_TASK OBJECTIVE:_
Every line from the one holding "Where can you see the white display" to the end of the entries should be repeated exactly, with the pictures left out.

_EXERCISE INPUT:_
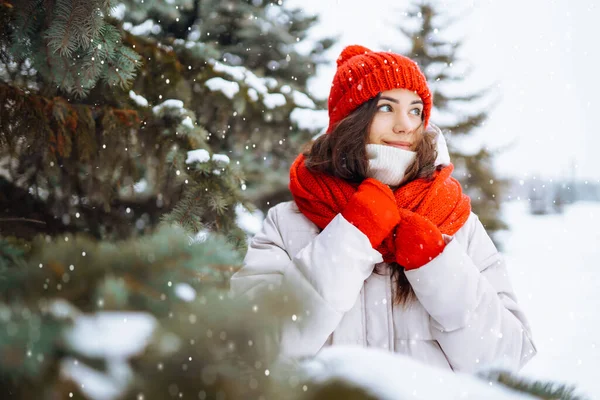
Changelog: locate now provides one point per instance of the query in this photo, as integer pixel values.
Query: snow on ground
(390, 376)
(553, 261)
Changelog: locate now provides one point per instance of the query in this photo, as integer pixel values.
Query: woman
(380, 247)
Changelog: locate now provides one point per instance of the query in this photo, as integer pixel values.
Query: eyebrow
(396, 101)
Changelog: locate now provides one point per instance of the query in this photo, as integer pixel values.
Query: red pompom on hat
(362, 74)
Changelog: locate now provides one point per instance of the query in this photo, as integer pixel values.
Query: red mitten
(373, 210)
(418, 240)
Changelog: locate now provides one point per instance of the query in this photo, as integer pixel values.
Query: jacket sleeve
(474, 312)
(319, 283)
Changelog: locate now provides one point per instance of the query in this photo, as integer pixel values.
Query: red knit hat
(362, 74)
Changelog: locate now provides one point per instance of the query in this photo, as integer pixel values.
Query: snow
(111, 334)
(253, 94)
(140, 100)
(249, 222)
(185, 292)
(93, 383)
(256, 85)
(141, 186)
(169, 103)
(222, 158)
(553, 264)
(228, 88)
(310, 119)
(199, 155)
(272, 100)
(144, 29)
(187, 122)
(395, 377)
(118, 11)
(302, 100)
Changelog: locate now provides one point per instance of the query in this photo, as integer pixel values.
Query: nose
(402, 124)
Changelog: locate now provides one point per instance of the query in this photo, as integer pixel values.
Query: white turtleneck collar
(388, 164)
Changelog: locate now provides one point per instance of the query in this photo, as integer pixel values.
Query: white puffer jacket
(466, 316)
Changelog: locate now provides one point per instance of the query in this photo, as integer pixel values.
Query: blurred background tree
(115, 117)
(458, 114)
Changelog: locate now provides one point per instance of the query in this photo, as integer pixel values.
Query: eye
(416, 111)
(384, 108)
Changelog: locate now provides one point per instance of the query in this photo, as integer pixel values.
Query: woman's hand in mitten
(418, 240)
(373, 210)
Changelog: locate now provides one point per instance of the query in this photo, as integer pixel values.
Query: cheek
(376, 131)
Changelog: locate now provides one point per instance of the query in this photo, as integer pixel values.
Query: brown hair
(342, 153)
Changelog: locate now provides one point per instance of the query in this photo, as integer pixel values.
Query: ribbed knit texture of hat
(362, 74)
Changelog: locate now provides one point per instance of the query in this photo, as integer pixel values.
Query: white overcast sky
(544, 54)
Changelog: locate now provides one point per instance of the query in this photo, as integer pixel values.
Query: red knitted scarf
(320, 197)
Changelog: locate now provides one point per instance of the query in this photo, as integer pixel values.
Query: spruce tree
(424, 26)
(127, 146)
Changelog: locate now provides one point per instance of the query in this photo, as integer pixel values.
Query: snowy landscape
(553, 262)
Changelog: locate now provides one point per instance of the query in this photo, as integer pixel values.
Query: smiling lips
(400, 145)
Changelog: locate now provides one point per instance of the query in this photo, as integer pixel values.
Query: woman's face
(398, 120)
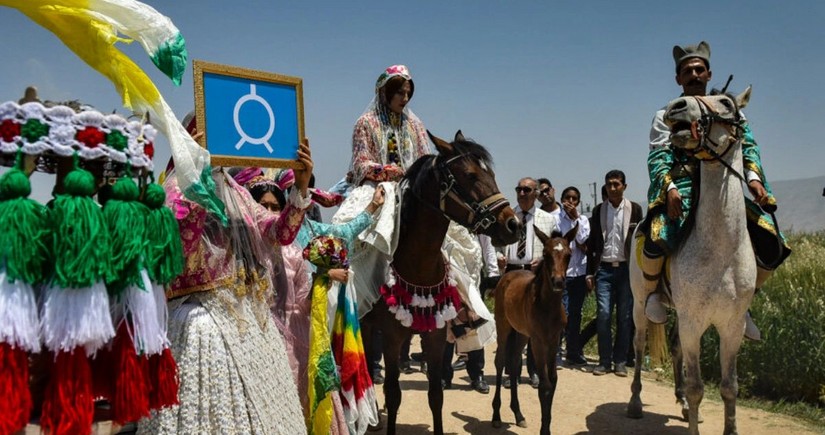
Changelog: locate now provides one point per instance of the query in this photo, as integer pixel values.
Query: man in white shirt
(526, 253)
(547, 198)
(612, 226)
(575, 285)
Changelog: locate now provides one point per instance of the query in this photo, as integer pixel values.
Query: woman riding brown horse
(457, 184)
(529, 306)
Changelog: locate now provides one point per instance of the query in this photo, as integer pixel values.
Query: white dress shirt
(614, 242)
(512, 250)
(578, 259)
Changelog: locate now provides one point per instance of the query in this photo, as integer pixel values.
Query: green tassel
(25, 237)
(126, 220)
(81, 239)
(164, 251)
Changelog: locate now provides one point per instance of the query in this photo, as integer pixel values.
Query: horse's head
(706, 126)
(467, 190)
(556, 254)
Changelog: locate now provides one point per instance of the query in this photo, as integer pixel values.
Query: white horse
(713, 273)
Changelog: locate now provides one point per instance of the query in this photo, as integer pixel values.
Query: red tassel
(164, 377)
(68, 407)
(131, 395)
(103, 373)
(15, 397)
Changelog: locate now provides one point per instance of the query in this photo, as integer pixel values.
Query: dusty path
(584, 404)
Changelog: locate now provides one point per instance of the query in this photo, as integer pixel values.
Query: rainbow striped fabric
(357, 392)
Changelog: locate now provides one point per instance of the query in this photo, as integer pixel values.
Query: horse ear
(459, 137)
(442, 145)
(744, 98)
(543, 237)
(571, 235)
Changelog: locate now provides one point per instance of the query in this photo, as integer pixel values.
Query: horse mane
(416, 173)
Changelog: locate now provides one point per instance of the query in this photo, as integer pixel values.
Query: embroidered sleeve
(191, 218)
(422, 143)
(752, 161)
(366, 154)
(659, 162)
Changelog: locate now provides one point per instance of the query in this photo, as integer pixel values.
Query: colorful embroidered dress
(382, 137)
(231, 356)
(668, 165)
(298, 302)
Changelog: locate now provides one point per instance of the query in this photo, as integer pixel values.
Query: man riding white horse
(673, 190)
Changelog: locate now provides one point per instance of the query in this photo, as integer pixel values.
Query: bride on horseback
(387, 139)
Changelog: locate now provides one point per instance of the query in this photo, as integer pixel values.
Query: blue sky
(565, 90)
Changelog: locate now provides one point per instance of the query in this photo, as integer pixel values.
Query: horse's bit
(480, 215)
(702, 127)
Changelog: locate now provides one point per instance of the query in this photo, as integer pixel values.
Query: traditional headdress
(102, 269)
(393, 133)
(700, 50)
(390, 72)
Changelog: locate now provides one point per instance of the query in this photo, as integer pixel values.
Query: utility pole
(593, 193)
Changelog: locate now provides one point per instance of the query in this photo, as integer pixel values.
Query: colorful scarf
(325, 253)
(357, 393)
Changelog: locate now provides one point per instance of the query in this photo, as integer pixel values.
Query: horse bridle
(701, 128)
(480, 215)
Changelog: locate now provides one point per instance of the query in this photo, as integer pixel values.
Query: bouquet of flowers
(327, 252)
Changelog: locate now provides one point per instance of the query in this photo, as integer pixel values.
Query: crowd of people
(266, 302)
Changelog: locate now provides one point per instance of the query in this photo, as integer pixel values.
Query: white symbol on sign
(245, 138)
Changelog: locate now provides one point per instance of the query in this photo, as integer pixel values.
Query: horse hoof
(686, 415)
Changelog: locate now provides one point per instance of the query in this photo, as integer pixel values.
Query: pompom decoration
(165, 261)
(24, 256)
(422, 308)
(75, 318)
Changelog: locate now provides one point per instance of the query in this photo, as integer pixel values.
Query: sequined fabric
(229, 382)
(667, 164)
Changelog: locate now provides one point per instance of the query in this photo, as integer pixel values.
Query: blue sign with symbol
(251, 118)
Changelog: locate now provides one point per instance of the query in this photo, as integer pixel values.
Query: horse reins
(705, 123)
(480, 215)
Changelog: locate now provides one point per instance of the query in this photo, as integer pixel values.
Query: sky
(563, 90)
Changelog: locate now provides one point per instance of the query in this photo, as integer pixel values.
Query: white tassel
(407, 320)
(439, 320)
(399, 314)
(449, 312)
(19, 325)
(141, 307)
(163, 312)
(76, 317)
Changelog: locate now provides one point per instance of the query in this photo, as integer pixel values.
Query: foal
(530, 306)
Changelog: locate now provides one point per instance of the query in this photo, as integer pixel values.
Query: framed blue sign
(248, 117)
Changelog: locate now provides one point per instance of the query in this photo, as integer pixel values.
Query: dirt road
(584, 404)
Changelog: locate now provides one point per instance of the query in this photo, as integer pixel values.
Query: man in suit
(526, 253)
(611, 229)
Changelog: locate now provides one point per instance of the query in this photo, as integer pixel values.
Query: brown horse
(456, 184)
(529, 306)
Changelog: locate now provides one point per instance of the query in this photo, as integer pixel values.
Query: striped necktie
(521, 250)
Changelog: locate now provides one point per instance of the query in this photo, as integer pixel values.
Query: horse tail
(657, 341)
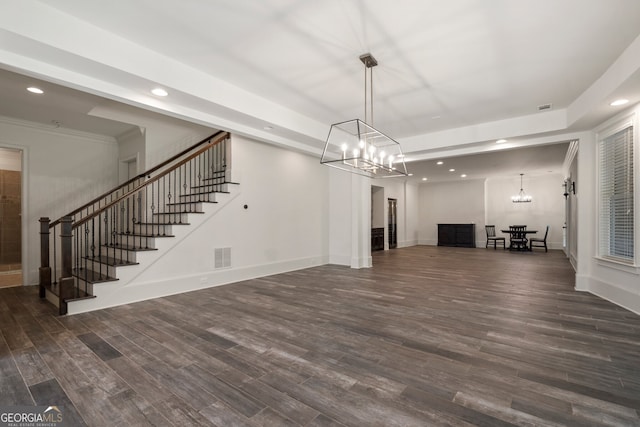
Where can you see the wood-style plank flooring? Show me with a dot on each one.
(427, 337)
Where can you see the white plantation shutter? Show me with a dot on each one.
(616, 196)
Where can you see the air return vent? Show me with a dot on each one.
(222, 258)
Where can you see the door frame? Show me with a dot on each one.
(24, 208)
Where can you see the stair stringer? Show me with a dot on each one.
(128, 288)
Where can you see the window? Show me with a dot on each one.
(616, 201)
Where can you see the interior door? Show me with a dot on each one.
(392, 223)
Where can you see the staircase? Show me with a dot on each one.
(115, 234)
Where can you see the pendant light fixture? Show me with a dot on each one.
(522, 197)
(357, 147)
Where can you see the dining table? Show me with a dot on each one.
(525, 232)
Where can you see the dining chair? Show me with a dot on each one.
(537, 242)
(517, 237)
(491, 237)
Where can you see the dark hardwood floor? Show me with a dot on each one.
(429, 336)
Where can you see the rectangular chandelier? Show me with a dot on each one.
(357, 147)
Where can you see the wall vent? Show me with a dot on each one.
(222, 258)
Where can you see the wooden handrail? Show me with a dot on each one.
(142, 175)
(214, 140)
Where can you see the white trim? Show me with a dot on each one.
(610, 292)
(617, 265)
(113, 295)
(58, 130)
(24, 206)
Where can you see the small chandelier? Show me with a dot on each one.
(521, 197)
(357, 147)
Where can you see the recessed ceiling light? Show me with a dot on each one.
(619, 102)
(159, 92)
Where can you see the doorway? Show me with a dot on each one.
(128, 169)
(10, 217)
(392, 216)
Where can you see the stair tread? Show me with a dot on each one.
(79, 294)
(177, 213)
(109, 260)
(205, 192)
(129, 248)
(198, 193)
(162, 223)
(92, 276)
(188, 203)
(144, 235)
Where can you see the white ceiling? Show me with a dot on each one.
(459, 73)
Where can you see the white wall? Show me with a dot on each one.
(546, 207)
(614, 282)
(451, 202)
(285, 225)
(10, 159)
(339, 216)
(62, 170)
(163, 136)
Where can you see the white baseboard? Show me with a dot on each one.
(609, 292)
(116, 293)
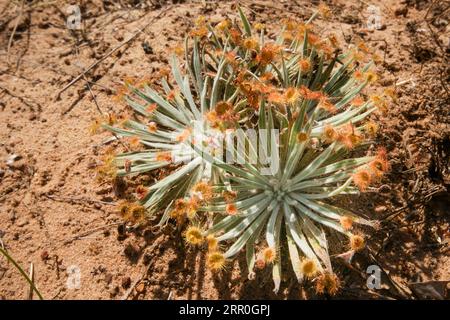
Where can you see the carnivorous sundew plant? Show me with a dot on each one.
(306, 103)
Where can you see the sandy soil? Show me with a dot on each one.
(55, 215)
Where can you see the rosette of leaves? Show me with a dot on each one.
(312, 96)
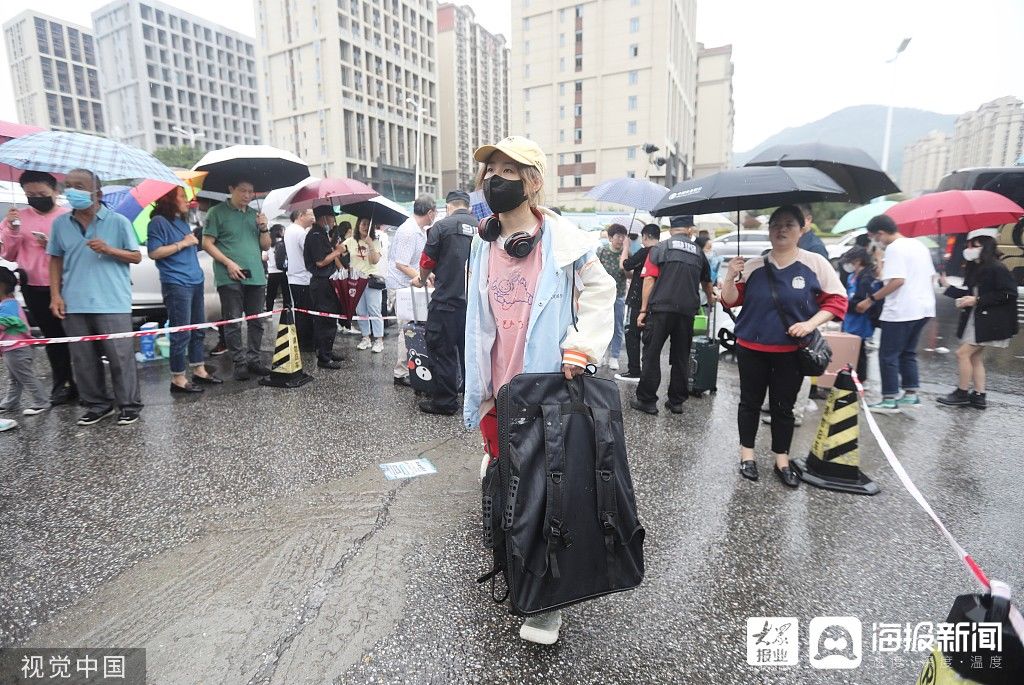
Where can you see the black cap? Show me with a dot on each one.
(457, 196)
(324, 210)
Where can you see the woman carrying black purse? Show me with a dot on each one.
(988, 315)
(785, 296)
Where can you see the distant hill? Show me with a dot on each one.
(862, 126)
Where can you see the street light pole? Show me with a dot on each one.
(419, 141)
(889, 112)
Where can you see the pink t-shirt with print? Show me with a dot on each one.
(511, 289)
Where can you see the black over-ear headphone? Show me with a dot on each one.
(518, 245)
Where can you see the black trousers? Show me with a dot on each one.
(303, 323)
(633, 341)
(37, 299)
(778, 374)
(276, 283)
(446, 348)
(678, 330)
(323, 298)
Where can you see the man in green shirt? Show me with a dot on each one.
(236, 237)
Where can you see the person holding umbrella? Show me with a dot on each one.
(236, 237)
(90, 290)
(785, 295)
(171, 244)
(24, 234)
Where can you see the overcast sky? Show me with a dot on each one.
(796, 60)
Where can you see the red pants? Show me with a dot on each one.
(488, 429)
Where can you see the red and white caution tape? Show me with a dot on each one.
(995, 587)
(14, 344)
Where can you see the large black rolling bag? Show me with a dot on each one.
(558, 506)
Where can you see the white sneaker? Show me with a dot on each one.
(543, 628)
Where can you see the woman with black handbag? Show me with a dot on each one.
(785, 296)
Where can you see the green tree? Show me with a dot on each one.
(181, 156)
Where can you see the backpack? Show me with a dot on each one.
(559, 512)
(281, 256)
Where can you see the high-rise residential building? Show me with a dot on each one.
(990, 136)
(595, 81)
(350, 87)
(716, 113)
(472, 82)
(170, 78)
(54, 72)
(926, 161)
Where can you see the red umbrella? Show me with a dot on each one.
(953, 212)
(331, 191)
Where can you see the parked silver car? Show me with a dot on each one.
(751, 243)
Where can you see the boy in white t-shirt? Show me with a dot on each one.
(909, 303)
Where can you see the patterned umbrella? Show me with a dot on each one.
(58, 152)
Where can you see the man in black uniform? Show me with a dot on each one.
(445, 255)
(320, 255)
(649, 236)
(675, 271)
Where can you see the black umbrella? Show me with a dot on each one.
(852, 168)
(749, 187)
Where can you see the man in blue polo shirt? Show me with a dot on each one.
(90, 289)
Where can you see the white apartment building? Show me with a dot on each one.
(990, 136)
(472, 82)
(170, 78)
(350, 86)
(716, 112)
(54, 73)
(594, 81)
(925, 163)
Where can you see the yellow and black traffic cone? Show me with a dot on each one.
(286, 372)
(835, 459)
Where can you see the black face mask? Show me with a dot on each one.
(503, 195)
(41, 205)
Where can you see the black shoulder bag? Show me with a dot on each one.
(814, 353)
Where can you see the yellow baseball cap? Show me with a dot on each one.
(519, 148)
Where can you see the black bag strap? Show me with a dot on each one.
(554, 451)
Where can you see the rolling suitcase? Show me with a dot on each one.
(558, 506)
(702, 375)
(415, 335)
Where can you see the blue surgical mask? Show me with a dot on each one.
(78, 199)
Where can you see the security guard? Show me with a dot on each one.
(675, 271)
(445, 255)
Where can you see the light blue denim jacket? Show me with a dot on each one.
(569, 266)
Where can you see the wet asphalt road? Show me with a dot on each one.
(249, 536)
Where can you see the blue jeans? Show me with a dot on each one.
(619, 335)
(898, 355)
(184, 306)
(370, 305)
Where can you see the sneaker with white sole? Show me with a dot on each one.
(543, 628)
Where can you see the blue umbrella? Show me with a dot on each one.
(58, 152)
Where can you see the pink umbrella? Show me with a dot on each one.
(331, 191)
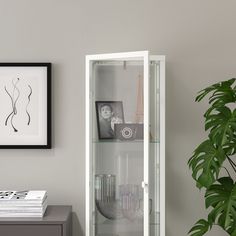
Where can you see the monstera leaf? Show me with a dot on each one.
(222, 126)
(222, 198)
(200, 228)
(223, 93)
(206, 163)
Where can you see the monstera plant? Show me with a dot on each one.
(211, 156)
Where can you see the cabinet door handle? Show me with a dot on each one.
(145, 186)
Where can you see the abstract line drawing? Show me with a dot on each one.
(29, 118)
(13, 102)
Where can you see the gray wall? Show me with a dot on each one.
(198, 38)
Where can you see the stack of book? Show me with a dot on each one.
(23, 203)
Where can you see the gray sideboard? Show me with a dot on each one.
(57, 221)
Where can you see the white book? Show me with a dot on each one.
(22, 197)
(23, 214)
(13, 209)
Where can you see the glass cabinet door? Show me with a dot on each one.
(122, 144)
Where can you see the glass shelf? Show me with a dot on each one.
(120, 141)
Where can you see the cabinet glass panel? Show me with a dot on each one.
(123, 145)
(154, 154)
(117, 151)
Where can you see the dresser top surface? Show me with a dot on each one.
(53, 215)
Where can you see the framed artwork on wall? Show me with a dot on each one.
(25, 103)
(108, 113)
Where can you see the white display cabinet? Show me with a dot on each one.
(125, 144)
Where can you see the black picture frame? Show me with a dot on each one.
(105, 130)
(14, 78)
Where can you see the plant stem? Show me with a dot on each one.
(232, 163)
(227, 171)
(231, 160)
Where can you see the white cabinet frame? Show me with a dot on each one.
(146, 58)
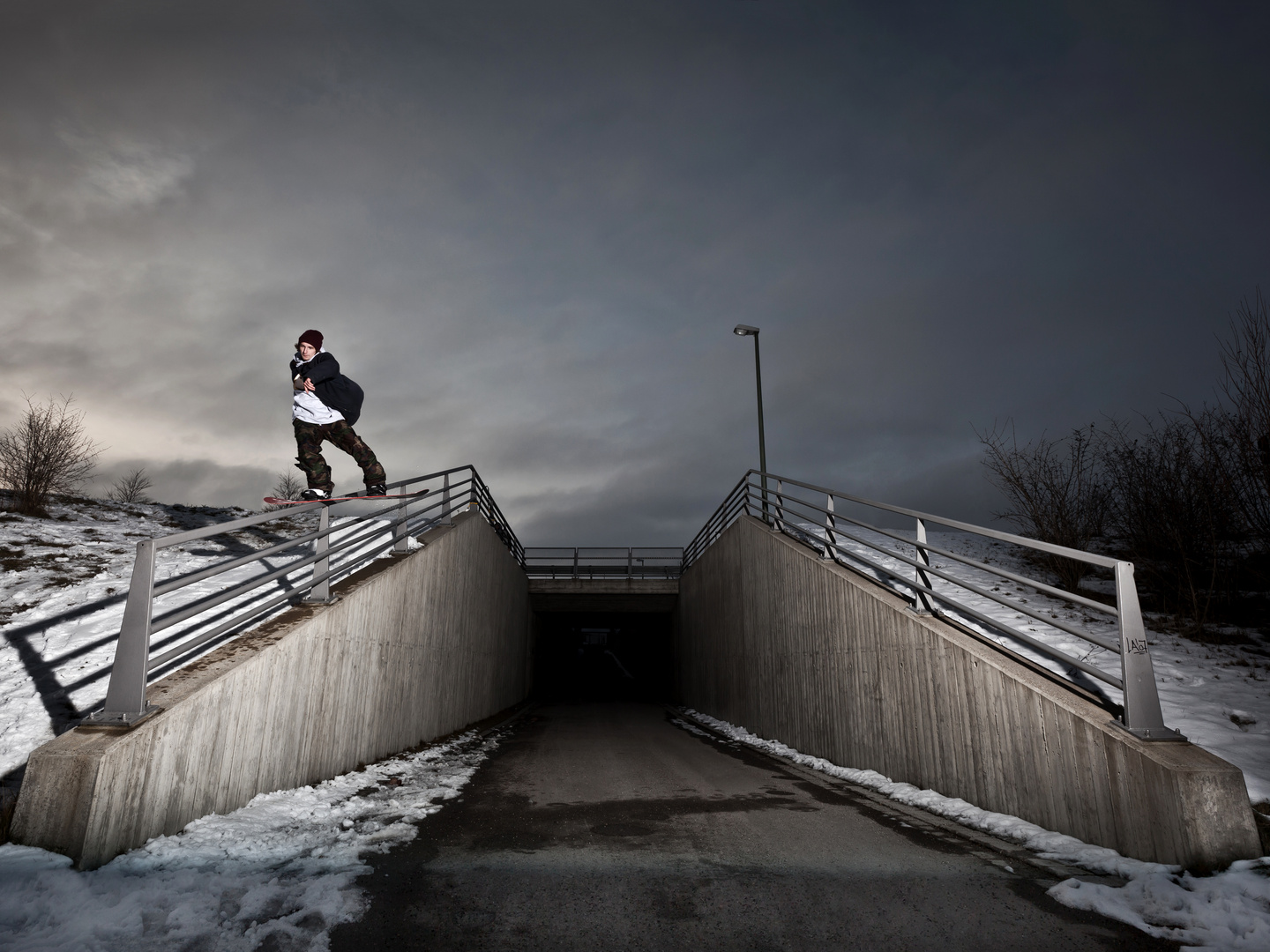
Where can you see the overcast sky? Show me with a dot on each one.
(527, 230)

_WRITTEN RESPONSE:_
Where can you see the white display cabinet? Show me with a dot on each one.
(125, 144)
Where can you see the black picture frame? Show me with a dot on each one.
(105, 130)
(14, 78)
Where can you see the plant stem? Show me with a dot on each one.
(232, 163)
(227, 171)
(231, 160)
Where can you see the white cabinet frame? Show me with a dot on each one.
(146, 58)
Where can you see the overcast sky? Show me with a dot on each one.
(527, 230)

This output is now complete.